Dataset records:
══════════

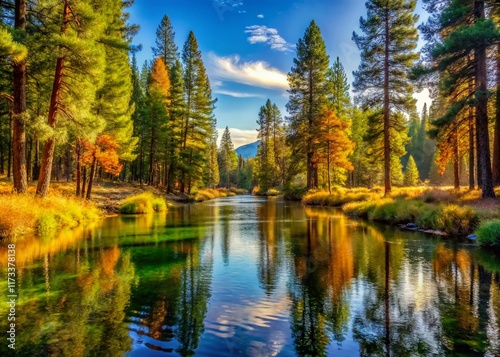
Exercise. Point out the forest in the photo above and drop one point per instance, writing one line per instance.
(76, 106)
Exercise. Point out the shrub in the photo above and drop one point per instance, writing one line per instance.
(488, 233)
(455, 219)
(142, 203)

══════════

Problem requirements: Copy the records above word for word, leaving out the pictures.

Finished task:
Exercise. Point out the forest in the photo above and drop one point per instance, writing one line per instance.
(76, 106)
Exercise. Point out the shrub in the photo above and drop one point per instance, writing one line per instance.
(488, 233)
(455, 219)
(142, 203)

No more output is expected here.